#### EXERCISES:
- a) In the essay on Havel, which leaders are named as having feted him?
- b) Resume the essay on Havel right after its final sentence.

#### DOCUMENT:
Such pragmatism can mean, it turns out, bombing those we disagree with.
Unlike some of his more noble thoughts in 1977, Havel after 1989, did not seek to situate, in the Aristotlian sense, an ethics of the 'good life' within his politics. This is integral to capitalist realism as an ideology. As Guy Aitchison writes of the centrality of antagonism to politics,
"....a politics of emancipation is, and always will be, about the formation of collective identities around points of conflict and antagonism. There is nothing unseemly about this. Failure to realise it reinforces a diluted, centrist politics trapped by the demobilising logic of the lowest common denominator. Naturally, the idea that we live in a post-political age, in which earlier political orientations and conflicts are irrelevant, suits the powers that be quite nicely. Indeed, a central dynamic of neoliberalism is the removal of ever more spheres of social life from political control. Public services are privatised, whilst economic policy decisions are handed to technocratic bodies insulated from popular pressures. In the writings of Austrian economist F.A Hayek, and those of his followers on the New Right in the 1970s and 80s, the elimination of political disagreement and conflict is fundamental since it permits the substitution of democracy for the market. With the fall of the Berlin Wall and the “End of History”, social democratic parties in Europe and the US gave up on providing an alternative to neoliberalism seeking merely to moderate its excesses."
It is little wonder that Havel was so feted by the likes of Bush, Chirac, Sarkozy, Blair and Obama – Havel did after all champion “the idea that we live in a post-political age, in which earlier political orientations and conflicts are irrelevant”. As Aitchison points out – such a rationale serves only the powerful who have the opportunity to conflate advancing their own interests with 'modernization' or 'pragmatism'. As Blair would frequently say, “get real” which inevitably meant “agree with me because I am right”. In thinking of Havel's achievements and how posterity may remember both him and the 'Velvet Revolution' it is best to depart with a few questions. What can we make of a man compared to a saint when he was so at ease with helping home an integral part of a global US nuclear capability in his native Czech Republic? And could such a man seriously conceive of himself in opposition to all ideology?

#### SUPPLIED DATA:
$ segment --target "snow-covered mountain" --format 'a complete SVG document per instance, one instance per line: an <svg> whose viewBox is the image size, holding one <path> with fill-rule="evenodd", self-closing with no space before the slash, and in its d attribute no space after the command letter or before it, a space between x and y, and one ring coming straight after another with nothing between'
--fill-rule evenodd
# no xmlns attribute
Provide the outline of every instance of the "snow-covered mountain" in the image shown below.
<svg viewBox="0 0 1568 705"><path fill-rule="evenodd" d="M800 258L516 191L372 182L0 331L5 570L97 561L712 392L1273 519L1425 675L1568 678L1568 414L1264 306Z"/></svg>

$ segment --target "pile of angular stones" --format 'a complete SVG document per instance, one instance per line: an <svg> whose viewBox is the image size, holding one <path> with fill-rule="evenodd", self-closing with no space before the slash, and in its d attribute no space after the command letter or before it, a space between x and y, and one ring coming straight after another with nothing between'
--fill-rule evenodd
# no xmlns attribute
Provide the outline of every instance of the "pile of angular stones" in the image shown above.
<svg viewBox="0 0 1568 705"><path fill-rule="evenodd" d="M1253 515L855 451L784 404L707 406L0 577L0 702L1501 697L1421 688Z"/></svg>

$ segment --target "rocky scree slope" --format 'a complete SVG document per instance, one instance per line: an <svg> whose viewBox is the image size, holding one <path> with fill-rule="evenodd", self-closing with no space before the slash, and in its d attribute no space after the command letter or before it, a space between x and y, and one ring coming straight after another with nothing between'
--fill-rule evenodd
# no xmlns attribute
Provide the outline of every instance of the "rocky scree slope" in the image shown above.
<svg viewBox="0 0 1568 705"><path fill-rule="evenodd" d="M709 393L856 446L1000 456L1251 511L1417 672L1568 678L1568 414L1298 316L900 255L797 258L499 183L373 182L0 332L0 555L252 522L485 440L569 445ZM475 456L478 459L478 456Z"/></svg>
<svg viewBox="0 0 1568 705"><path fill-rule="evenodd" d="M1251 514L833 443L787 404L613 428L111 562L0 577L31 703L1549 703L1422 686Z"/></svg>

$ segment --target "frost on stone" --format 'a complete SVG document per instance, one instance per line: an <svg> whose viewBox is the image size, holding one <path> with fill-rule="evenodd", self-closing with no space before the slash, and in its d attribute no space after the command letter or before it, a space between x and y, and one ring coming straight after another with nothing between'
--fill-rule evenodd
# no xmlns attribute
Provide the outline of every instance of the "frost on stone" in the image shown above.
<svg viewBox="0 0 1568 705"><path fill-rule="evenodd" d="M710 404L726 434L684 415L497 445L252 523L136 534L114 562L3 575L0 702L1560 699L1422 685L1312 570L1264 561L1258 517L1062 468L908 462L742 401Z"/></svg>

#### ANSWERS IN ORDER:
- a) Bush, Chirac, Sarkozy, Blair and Obama.

- b)
Consequently, in light of the Great Recession of 2008, the 'return of history' and with it the inexorable end of the 'Pax Europea' and 'Pax Americana' how do we think of the 'revolutionaries' of 1989 more generally, and, are those saints from the period a subject ripe for revision?
It is beyond doubt that Havel, by serving years in prison was a martyr for freedom, but were ECB, the Council of Ministers and the European Commission to impose a government on the Czechs as they have already with the Italians and Greeks the question would have to be asked - was it really worth it? Was not 1989 an exchange of allegiance from one imperium to another, of one ideology, one orthodoxy for another? Havel's own comments to Kohl reveal much about himself and the zeitgeist between 1989 and 2008. We wish away the ghost of political antagonism amid the belief the economy will grow into perpetuity - scarcity and conflict have been at long last overcome. Amid such conditions good men like Havel presume they are permitting political 'compromise' and pragmatism when in fact it is the powerful who are bestowed with everything. A lesson then. Beware those saints that merit the acclaim of earthly kings.